Required action A: Rewrite the High Rhön passage, starting at "The High Rhön (Hohe" and ending at "see Natural regions.", and substitute "plateaus" for "plateaux".
Required action B: Pick up the High Rhön text after its last sentence and continue it.

Quoted passage:

The High Rhön (Hohe Rhön or Hochrhön) is that part of the central Rhön that lies in Hesse, Bavaria, and to a lesser extent in Thuringia; it covers an area of 344 km2 Landscape fact files by the BfN (cf. section on Natural region division) and is up to 950.0 m and whose highland plateaux with elevations starting at 600 to 700 m are covered by solid basalt. Its core area in the northeast used to be called the Plattenrhön. The High Rhön is a natural regional major unit in the East Hesse Highlands; see Natural regions.

The High Rhön has five main mountainous regions:

- Wasserkuppen Rhön
- Long Rhön (Lange Rhön)
- Dammersfeld Ridge (Dammerfeldrücken)
- Kreuzberg Group
- Black Mountains (Schwarze Berge)

At the heart of the Rhön, albeit only the fourth highest summit of these mountains, is the Heidelstein (925.7 m) on the border between Bavaria and Hesse on the Rhine-Weser watershed. It forms the main high point on the plateau of the Long Rhön, which runs northeast over the Stirnberg (901.9 m) as far as the Ellenbogen (Schnitzersberg) (815.5 m) without crossing any significant lower ground. Within the Long Rhön the basalt layer is almost unbroken.

At the Heidelstein, another natural region, the Wasserkuppen Rhön, branches off in a north to northwesterly direction to the Rhön's highest summit, the Wasserkuppe (950.0 m), whose basalt likewise covers a wide area, but is broken in places by bunter sandstone and muschelkalk – in particular the basalt kuppen of the Weiherberg (785.7 m, northwest) and Ehrenberg (816.5 m northeast) are slightly separated from the rest.

Entries supplied:
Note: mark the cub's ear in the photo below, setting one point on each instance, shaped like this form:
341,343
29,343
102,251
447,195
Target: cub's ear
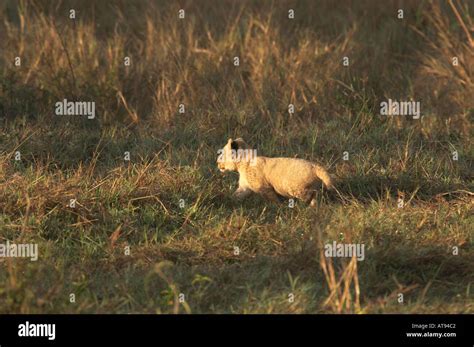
241,144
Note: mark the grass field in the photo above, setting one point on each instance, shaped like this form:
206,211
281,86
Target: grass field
161,233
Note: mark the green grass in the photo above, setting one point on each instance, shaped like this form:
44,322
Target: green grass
191,249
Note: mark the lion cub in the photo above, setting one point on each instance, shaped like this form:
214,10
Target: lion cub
271,177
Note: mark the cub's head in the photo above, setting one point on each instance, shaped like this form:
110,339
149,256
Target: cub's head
228,156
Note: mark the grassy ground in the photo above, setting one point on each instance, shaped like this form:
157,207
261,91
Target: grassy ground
174,249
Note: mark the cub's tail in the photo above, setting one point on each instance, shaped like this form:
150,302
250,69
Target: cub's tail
323,175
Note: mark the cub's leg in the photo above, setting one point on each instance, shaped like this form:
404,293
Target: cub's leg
270,194
308,196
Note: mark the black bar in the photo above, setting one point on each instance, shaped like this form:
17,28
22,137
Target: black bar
223,329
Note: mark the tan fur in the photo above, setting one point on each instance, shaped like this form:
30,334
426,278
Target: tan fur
273,177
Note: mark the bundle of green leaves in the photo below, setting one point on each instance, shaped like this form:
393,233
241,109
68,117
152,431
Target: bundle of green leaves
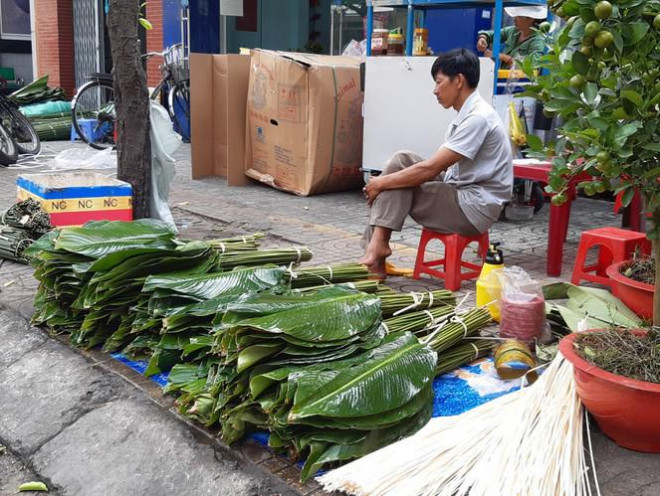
316,370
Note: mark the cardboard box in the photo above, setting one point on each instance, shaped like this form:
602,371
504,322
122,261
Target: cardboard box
74,198
218,97
304,122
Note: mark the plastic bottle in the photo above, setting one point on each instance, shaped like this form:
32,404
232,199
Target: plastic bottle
489,288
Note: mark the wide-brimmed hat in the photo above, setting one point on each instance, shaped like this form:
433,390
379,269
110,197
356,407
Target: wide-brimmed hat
535,11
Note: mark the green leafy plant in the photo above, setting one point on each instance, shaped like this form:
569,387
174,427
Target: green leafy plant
601,77
144,22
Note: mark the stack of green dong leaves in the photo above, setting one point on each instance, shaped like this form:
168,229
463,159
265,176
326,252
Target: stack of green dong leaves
317,370
251,343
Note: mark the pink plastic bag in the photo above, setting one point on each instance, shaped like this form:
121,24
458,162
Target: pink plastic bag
522,306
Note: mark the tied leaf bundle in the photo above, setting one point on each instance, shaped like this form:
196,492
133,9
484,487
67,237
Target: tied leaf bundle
323,275
13,244
310,368
448,333
459,455
20,225
64,259
403,302
27,215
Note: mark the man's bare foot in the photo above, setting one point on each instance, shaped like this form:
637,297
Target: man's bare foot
374,259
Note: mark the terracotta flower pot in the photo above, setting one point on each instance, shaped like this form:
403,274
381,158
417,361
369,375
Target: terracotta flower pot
637,296
626,410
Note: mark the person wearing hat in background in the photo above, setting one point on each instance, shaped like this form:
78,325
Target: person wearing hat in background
519,40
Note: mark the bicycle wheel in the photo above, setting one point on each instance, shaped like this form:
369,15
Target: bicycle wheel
179,108
93,114
8,151
26,138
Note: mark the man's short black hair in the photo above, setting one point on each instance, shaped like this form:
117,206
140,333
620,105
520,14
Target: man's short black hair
458,61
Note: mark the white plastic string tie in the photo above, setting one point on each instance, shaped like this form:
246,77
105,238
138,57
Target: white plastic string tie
460,303
438,328
299,254
430,317
417,300
290,271
457,320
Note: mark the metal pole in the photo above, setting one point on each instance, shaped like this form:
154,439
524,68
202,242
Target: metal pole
332,29
370,25
497,39
410,27
33,37
341,29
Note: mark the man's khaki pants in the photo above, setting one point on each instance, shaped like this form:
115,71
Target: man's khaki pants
433,205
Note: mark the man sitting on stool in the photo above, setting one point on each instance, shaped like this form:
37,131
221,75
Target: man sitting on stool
462,188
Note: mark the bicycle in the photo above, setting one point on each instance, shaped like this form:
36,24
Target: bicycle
17,136
93,111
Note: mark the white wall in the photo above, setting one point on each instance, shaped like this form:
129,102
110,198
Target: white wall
21,62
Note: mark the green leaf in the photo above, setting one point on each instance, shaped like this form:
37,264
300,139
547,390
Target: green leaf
618,40
580,63
97,239
571,8
145,23
577,30
534,142
633,32
208,286
590,93
627,197
654,147
336,319
632,96
652,173
622,133
401,366
33,486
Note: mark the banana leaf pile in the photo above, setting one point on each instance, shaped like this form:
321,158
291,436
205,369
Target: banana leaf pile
592,308
315,369
66,260
249,341
37,91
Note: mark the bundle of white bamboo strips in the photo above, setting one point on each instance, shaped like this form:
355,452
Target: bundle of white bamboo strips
526,442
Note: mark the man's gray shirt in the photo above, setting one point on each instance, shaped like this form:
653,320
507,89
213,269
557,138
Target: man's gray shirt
484,178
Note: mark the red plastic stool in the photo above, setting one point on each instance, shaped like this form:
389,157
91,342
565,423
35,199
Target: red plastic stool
614,245
453,262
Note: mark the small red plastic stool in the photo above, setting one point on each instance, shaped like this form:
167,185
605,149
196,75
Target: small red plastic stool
453,262
614,245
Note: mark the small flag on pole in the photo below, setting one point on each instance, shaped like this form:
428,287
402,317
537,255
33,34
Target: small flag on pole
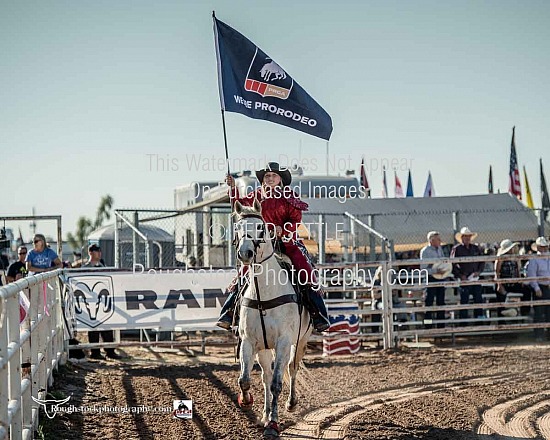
410,192
514,186
253,84
545,198
528,196
429,191
364,181
398,187
384,185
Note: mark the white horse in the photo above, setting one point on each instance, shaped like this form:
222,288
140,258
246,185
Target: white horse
272,325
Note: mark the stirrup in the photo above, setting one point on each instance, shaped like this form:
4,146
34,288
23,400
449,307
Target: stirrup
320,324
224,324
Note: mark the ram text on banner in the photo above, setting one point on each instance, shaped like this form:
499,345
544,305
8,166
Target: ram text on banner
126,301
253,84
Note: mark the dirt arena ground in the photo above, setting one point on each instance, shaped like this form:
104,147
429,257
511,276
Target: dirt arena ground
473,392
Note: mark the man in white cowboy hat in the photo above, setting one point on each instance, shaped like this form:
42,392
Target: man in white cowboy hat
468,270
436,272
509,269
540,267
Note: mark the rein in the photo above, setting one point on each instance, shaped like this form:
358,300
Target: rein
262,306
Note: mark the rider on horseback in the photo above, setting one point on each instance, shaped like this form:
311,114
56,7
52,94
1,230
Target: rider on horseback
281,209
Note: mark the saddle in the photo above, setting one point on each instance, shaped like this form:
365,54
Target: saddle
299,297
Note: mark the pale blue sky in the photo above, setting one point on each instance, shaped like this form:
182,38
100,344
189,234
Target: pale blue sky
90,89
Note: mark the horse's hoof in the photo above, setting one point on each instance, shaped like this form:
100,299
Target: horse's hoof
271,431
291,407
243,404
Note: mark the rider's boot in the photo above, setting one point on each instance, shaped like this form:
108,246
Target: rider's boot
227,314
317,309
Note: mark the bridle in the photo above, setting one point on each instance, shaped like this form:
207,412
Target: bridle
262,306
255,241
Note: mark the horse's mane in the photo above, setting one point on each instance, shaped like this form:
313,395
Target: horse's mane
247,210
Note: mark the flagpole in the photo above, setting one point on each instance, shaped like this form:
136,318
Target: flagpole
221,94
225,142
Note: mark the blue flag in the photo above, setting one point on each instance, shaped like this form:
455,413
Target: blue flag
410,192
253,84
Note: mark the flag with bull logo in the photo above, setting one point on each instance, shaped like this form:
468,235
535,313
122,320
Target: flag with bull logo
253,84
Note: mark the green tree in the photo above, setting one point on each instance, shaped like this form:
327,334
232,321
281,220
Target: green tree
85,226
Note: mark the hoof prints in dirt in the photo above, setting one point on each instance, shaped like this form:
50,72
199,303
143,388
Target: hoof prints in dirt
441,394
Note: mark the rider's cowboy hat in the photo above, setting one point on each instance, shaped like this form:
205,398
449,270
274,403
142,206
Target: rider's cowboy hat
505,247
464,231
274,167
541,241
441,270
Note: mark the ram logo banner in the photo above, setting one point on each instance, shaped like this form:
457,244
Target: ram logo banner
94,299
267,78
254,84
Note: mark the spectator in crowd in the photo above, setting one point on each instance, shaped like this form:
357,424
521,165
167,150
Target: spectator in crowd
468,271
540,267
376,297
436,273
41,258
4,264
18,269
508,269
489,265
107,335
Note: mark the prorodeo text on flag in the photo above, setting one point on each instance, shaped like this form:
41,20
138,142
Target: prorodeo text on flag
258,105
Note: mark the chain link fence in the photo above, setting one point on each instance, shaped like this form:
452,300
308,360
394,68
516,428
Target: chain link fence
202,238
162,239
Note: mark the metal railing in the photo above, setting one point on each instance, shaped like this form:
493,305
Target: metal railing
29,351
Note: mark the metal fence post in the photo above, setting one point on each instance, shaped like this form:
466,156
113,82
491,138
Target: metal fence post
542,218
135,243
372,238
456,224
207,235
353,242
322,229
346,237
117,238
387,306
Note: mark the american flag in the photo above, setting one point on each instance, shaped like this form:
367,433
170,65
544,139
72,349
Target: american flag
364,181
384,185
514,186
398,187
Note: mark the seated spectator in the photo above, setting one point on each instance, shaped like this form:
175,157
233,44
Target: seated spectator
468,271
540,267
18,270
41,258
436,273
508,269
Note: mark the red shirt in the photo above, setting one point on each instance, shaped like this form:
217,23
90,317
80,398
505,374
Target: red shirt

Task response A:
The High Rhön (Hohe Rhön or Hochrhön) is that part of the central Rhön that lies in Hesse, Bavaria, and to a lesser extent in Thuringia; it covers an area of 344 km2 Landscape fact files by the BfN (cf. section on Natural region division) and is up to 950.0 m and whose highland plateaus with elevations starting at 600 to 700 m are covered by solid basalt. Its core area in the northeast used to be called the Plattenrhön. The High Rhön is a natural regional major unit in the East Hesse Highlands; see Natural regions.

Task response B:
Between the northeastern end of the Wasserkuppen Rhön at the Ehrenberg and the plateau of the Long Rhön from the Heidelstein to just beyond the Stirnberg is the Upper Ulster valley, which cuts into the bunter sandstone by up to about 300 m and divides the Plattenrhön in two.

The Long Rhön runs southwest along the main watershed to the Dammersfeld ridge which continues along the watershed via the Hohe Hölle (893.8 m) and Eierhauckberg (909.9 m) to the Dammersfeldkuppe (927.9 m), the ridge being clearly narrower than the Long Rhön and its basalt layer being interrupted several times. The Großer (808.6 m) and Kleiner Auersberg (about 808 m), separated by the valley of the Schmale Sinn, are also part of this natural region.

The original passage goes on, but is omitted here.